MATERIAL TO PROCESS
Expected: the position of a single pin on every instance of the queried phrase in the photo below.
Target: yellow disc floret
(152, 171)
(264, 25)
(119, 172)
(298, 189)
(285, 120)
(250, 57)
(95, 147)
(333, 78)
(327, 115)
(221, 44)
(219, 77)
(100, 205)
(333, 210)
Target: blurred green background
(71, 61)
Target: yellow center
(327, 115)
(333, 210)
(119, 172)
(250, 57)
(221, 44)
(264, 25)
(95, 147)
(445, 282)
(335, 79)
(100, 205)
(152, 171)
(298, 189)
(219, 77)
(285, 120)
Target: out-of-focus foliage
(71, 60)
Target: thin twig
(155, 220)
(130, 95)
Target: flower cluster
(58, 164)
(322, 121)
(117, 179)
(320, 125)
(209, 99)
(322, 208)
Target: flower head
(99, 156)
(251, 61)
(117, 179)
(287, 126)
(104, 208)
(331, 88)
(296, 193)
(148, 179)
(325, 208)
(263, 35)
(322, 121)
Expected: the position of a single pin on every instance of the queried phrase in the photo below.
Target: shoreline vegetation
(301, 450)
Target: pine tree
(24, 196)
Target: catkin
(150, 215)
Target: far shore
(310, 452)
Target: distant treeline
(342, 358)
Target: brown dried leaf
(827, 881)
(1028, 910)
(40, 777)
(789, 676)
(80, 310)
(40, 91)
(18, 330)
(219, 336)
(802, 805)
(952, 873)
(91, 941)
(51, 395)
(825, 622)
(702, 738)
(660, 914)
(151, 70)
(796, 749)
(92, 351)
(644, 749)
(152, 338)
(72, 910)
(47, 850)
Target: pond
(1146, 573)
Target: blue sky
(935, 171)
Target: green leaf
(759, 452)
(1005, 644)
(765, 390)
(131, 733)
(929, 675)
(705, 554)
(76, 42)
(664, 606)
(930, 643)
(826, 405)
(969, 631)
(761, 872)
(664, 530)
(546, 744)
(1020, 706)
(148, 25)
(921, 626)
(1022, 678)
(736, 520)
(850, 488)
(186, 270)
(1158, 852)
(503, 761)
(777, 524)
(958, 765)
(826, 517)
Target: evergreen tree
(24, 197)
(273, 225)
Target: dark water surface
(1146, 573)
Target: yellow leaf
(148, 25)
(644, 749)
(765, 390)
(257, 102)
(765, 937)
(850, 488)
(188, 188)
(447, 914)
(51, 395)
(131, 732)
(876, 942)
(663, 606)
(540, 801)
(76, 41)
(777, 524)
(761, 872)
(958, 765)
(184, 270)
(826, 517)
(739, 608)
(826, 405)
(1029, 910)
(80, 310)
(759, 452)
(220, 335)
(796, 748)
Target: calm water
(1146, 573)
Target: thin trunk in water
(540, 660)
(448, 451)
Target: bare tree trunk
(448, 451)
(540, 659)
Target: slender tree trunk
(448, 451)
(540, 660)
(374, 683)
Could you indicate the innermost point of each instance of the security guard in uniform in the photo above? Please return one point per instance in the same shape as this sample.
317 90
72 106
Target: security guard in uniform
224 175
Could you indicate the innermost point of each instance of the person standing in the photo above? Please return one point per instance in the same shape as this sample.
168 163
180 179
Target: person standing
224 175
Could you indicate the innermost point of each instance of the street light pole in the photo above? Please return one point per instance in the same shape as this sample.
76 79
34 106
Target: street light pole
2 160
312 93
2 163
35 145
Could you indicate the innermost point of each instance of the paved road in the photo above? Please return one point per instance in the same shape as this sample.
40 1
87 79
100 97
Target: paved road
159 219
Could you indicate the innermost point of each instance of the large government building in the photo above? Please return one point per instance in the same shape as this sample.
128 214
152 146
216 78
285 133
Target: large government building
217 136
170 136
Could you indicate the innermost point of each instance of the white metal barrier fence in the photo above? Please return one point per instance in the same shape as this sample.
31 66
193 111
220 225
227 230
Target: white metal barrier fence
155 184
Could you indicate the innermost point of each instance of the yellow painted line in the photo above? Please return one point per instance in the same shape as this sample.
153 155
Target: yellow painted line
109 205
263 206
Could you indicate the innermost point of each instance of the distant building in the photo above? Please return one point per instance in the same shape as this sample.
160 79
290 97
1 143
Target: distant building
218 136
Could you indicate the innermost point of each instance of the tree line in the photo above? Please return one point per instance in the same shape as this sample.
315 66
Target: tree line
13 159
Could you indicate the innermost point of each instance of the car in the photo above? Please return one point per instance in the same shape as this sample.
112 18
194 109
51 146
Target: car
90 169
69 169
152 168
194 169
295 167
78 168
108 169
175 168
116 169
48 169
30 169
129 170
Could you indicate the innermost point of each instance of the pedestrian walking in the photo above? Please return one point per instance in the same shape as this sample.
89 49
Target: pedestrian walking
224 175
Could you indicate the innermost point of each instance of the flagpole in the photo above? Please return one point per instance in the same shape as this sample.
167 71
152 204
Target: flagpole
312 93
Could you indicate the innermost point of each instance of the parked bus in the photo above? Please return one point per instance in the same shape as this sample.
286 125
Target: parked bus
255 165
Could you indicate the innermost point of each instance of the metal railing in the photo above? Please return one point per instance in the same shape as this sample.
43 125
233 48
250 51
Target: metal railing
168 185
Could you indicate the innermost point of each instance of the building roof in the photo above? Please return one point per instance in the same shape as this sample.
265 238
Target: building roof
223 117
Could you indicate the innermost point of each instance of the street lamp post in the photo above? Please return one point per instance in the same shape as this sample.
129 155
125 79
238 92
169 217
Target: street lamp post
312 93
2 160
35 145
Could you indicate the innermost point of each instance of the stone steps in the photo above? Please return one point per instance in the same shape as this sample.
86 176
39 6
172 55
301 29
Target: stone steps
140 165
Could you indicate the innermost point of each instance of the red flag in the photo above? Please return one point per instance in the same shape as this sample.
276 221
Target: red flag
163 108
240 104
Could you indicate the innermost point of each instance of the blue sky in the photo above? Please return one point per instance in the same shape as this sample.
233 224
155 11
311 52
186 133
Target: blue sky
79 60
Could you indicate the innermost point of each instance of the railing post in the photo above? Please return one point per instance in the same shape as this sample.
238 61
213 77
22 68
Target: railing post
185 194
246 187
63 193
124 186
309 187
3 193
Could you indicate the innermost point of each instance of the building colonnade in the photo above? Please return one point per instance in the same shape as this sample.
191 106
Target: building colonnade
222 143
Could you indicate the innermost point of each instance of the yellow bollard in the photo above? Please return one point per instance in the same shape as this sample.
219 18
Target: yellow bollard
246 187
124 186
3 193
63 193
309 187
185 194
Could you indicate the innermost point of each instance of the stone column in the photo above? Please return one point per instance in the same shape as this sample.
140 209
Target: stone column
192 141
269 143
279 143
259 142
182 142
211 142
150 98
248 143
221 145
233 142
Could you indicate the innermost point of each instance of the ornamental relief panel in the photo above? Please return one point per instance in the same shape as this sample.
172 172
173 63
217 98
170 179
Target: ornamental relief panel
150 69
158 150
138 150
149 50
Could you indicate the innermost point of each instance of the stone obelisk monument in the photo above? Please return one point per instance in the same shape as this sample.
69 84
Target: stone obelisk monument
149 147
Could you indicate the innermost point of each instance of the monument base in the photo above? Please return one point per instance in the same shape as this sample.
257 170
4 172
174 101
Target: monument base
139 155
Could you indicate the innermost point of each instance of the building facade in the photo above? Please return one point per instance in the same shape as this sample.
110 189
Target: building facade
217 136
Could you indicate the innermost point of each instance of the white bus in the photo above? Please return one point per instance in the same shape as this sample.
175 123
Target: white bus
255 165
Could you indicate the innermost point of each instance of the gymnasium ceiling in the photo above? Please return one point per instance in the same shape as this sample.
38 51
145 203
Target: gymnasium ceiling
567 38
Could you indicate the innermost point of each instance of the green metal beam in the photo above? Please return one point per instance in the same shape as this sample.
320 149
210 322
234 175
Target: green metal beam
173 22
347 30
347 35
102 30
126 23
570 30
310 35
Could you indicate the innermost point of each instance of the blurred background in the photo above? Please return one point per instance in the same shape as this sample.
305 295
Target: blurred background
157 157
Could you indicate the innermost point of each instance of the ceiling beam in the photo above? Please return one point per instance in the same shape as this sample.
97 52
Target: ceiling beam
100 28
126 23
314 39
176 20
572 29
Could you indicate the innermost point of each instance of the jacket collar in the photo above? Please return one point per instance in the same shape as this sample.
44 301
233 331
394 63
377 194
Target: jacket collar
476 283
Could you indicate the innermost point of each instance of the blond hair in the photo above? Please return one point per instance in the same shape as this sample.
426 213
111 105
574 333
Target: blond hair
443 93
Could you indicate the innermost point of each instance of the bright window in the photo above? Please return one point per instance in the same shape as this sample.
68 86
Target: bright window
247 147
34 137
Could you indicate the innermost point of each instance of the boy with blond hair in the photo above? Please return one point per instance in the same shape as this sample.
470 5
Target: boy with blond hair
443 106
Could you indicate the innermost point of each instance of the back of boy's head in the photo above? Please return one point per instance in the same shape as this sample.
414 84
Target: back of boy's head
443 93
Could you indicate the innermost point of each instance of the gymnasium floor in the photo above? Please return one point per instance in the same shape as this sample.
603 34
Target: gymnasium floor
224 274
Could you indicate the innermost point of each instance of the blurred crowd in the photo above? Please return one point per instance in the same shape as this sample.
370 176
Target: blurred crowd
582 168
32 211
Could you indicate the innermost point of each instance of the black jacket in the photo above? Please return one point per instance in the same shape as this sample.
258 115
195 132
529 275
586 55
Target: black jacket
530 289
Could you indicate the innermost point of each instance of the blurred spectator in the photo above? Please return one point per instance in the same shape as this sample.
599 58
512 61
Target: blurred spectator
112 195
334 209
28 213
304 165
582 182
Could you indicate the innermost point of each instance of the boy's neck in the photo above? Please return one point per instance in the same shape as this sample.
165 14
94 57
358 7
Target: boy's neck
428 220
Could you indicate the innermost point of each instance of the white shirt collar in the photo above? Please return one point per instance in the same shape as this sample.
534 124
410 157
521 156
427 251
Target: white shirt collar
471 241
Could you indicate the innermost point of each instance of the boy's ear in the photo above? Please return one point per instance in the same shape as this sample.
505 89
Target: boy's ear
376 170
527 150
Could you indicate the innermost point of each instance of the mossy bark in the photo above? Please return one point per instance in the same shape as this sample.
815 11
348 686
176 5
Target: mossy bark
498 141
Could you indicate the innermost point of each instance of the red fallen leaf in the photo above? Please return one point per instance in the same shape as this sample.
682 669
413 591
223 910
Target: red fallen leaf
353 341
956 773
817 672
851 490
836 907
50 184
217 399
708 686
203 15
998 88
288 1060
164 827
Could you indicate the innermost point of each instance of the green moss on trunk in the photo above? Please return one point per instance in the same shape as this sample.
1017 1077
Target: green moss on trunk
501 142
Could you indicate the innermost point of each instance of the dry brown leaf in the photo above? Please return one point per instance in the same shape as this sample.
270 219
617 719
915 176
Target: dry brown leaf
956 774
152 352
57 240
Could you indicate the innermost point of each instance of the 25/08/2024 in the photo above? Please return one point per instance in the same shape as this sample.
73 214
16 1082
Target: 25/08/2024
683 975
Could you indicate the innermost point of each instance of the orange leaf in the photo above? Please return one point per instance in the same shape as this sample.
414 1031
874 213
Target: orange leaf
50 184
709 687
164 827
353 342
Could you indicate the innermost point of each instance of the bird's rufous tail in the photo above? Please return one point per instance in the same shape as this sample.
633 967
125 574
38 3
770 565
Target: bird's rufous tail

TASK DESCRIPTION
Reproduce each line of the records in which "tail" appears.

OUTPUT BELOW
Could you indicate the innermost point of each instance of the bird's rufous tail in the photo above? Please return one point per instance in the same shape as this sample.
Target: bird's rufous tail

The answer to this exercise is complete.